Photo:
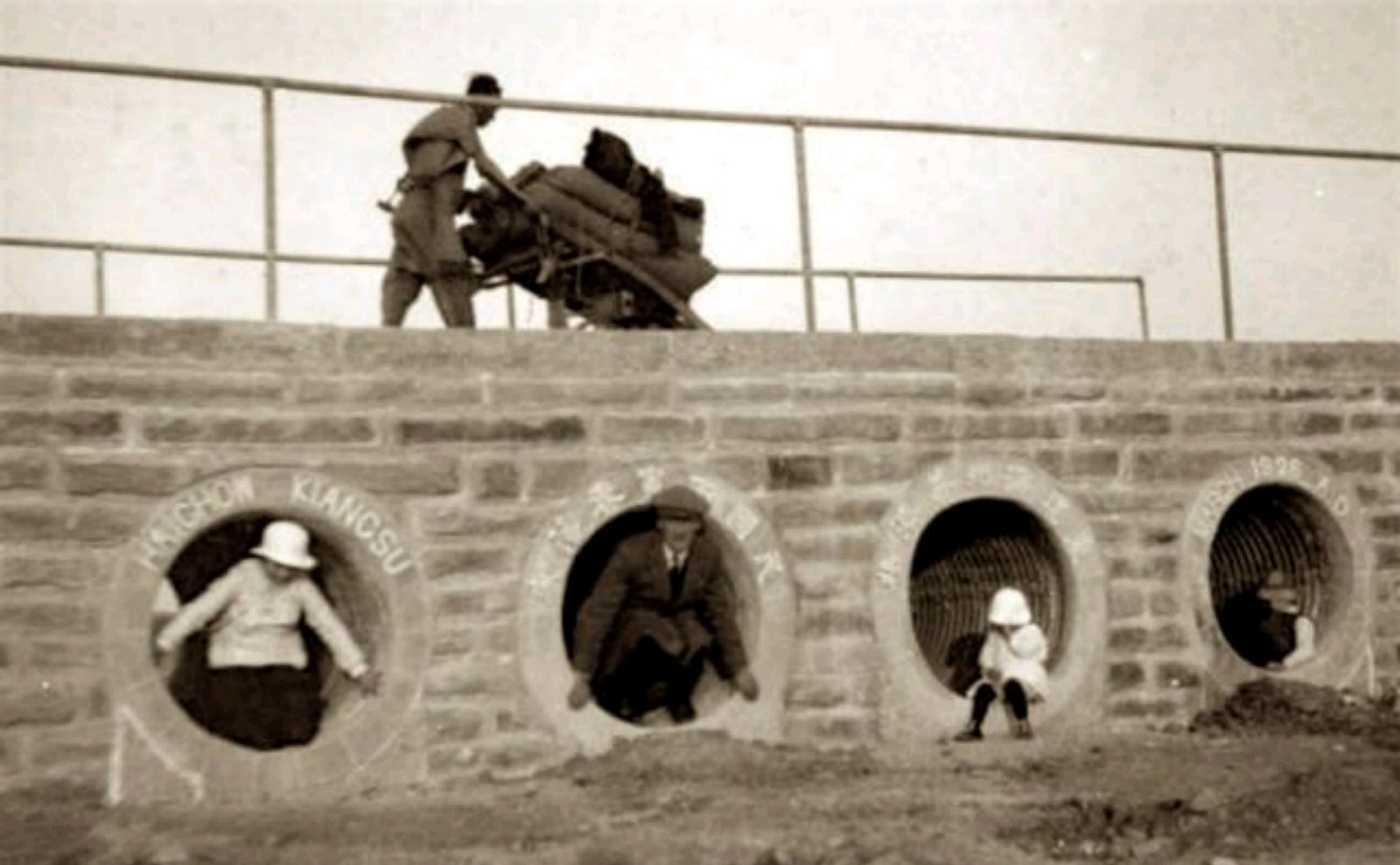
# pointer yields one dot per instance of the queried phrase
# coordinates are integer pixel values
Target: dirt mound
(1280, 707)
(1309, 808)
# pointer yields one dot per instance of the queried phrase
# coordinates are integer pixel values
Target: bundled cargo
(620, 254)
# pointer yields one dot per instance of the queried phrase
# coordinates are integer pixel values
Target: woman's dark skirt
(263, 707)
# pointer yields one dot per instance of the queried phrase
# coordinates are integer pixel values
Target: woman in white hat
(1012, 665)
(261, 692)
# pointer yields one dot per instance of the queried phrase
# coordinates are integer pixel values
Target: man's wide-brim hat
(679, 503)
(287, 543)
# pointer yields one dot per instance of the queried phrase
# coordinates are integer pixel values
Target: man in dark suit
(662, 608)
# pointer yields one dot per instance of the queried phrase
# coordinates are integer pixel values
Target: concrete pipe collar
(961, 531)
(1292, 515)
(564, 560)
(168, 745)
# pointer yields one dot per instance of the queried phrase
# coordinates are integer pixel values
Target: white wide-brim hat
(287, 543)
(1010, 608)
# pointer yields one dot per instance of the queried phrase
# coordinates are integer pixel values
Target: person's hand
(746, 685)
(368, 680)
(581, 692)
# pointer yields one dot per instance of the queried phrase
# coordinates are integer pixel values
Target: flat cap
(679, 501)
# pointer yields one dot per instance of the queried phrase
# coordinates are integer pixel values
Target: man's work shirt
(443, 142)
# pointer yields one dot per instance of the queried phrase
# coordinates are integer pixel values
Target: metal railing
(272, 256)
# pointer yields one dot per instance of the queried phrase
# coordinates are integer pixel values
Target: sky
(1315, 244)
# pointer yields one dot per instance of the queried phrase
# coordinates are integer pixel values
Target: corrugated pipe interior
(1278, 528)
(223, 546)
(963, 556)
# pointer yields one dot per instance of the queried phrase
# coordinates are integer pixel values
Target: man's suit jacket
(634, 599)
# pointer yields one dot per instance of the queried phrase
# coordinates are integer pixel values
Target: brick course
(475, 443)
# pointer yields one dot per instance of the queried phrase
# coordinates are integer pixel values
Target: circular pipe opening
(217, 549)
(1276, 528)
(963, 556)
(592, 557)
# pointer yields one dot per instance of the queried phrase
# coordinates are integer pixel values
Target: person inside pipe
(1012, 665)
(1281, 636)
(261, 690)
(662, 608)
(424, 206)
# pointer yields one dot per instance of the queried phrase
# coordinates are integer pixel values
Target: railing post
(270, 198)
(804, 224)
(1222, 240)
(1143, 322)
(850, 301)
(100, 277)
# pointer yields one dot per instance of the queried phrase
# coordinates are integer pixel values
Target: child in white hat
(261, 692)
(1012, 665)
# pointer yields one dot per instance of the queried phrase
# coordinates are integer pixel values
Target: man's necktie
(676, 578)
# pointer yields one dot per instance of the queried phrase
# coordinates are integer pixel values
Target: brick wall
(472, 440)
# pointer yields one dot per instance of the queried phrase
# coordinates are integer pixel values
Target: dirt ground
(1283, 774)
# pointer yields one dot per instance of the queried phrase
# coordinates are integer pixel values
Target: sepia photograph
(699, 431)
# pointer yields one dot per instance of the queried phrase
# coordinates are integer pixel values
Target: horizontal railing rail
(102, 249)
(268, 86)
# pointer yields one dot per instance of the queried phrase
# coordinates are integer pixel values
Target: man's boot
(970, 734)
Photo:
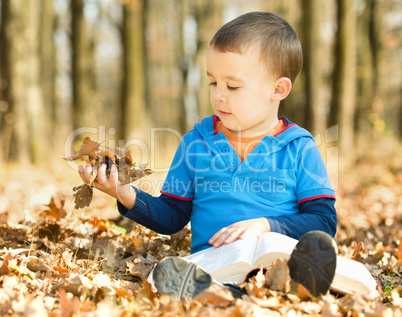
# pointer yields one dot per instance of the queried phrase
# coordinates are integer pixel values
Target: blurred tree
(133, 115)
(48, 70)
(22, 122)
(367, 74)
(208, 15)
(343, 97)
(82, 66)
(314, 114)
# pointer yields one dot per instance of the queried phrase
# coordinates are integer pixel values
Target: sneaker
(180, 278)
(313, 262)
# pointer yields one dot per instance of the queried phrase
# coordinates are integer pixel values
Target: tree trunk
(133, 114)
(314, 115)
(208, 14)
(48, 73)
(344, 80)
(23, 133)
(6, 106)
(81, 61)
(34, 98)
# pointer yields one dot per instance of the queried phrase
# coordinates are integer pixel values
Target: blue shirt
(276, 178)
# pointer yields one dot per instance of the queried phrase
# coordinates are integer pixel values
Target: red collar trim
(215, 120)
(286, 126)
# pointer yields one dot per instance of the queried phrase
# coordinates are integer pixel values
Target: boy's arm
(163, 214)
(316, 214)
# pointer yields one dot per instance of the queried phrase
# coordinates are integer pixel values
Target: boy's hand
(252, 227)
(110, 184)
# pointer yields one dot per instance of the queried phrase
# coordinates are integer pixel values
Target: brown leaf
(4, 269)
(215, 295)
(68, 307)
(277, 276)
(56, 208)
(89, 151)
(83, 196)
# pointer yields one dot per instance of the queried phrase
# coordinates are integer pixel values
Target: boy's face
(241, 92)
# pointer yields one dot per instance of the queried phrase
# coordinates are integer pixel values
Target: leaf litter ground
(58, 261)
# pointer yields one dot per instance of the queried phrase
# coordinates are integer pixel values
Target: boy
(243, 171)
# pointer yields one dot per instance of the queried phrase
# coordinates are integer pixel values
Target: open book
(232, 262)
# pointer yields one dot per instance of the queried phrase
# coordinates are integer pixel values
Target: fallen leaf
(89, 149)
(215, 295)
(277, 276)
(83, 196)
(55, 209)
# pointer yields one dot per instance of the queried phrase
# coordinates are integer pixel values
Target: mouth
(223, 113)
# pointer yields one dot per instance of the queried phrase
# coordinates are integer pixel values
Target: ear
(282, 88)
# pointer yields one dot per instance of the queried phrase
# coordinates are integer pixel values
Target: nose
(217, 95)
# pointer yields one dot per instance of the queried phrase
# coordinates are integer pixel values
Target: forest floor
(57, 261)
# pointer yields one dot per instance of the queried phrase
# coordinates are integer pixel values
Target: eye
(232, 88)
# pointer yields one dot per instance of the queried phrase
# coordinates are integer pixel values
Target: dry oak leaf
(277, 276)
(68, 307)
(83, 196)
(89, 151)
(215, 295)
(56, 209)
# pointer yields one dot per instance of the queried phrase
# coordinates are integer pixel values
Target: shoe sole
(313, 262)
(179, 278)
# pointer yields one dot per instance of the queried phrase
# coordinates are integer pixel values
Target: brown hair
(277, 42)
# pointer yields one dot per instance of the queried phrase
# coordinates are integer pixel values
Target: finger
(114, 173)
(227, 237)
(216, 236)
(235, 234)
(102, 174)
(86, 174)
(81, 171)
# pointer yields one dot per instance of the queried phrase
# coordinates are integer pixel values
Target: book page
(272, 246)
(229, 262)
(352, 277)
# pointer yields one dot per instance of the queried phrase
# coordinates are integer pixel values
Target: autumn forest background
(131, 73)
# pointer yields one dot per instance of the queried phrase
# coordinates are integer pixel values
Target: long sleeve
(163, 214)
(316, 214)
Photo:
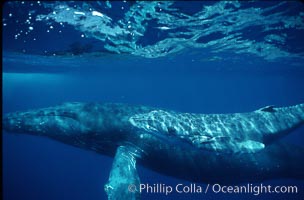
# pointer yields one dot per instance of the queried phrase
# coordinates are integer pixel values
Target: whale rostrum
(222, 148)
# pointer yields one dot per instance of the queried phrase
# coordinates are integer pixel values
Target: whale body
(221, 148)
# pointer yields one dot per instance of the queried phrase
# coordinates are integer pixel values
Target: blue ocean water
(200, 57)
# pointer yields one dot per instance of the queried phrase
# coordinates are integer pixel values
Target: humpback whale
(221, 148)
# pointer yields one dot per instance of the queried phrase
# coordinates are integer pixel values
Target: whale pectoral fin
(249, 146)
(124, 180)
(268, 108)
(228, 145)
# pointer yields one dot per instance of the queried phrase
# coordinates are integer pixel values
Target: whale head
(66, 119)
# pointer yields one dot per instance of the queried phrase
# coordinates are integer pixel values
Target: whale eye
(52, 113)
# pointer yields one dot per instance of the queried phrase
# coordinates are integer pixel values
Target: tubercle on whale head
(59, 120)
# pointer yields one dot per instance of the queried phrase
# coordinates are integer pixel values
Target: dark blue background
(39, 168)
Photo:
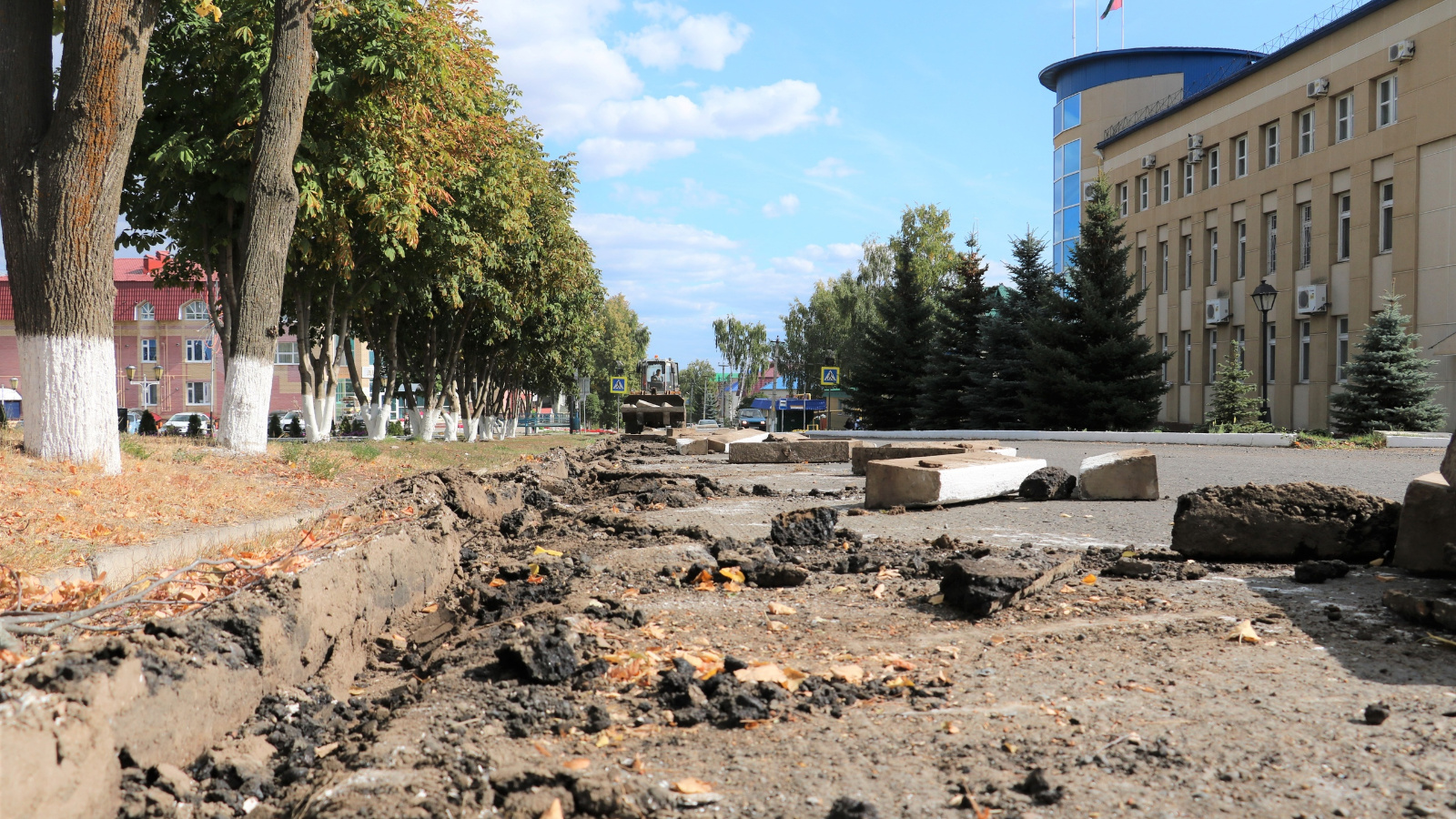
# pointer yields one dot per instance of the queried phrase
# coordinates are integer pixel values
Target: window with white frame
(1341, 349)
(1213, 256)
(198, 351)
(198, 392)
(1307, 131)
(1303, 351)
(1343, 229)
(1387, 217)
(1387, 96)
(1344, 116)
(286, 353)
(1271, 242)
(1241, 261)
(1307, 235)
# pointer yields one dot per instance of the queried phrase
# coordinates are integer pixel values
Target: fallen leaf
(691, 785)
(1244, 632)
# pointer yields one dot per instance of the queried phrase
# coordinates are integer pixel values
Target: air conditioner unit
(1216, 310)
(1310, 299)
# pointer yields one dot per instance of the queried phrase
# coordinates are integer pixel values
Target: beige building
(1325, 167)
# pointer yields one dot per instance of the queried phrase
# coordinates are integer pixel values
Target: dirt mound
(1285, 523)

---+---

WHAT TO PRODUCE:
Exactly as written, give again every line from the one containing "Target: whale head" through the last line of the material, both included, with the pictures left out.

WRITTEN SOLUTION:
Target: whale head
(66, 119)
# pointer yields one dot per instance of the queried phrase
# coordinates are integer pixel values
Target: whale eye
(52, 113)
# pointer yields one dot per instance of the queried phrase
# coordinates are integer pixel values
Target: tubercle on whale head
(59, 120)
# pointer yields one dot per instance of the queried phrase
# coordinates are integer pixel values
Target: dark blue background
(39, 168)
Photo:
# pointer yields one dot per instance of the queried phrase
# coordinates are integer pixel values
Target: window with white frame
(1341, 349)
(1213, 256)
(198, 351)
(198, 392)
(1307, 131)
(1303, 351)
(1343, 229)
(1387, 217)
(1387, 96)
(1344, 116)
(286, 353)
(1271, 242)
(1241, 261)
(1307, 235)
# pointer yields one dot per instance of the queried phrase
# coordinates are integer pixel values
Target: fallen leaf
(691, 785)
(1244, 632)
# pointer yields one dot per instance of the queried phrase
# coordinates are integer pixel values
Target: air conditioner unit
(1216, 310)
(1310, 299)
# pointer yields one dot per instance of the queried phrase
# coordinates are integer pixel values
Target: beige building
(1325, 167)
# pointer yields one dot per instance of the queried phrase
# coordinates are integer pixel values
Target: dirt mound
(1285, 523)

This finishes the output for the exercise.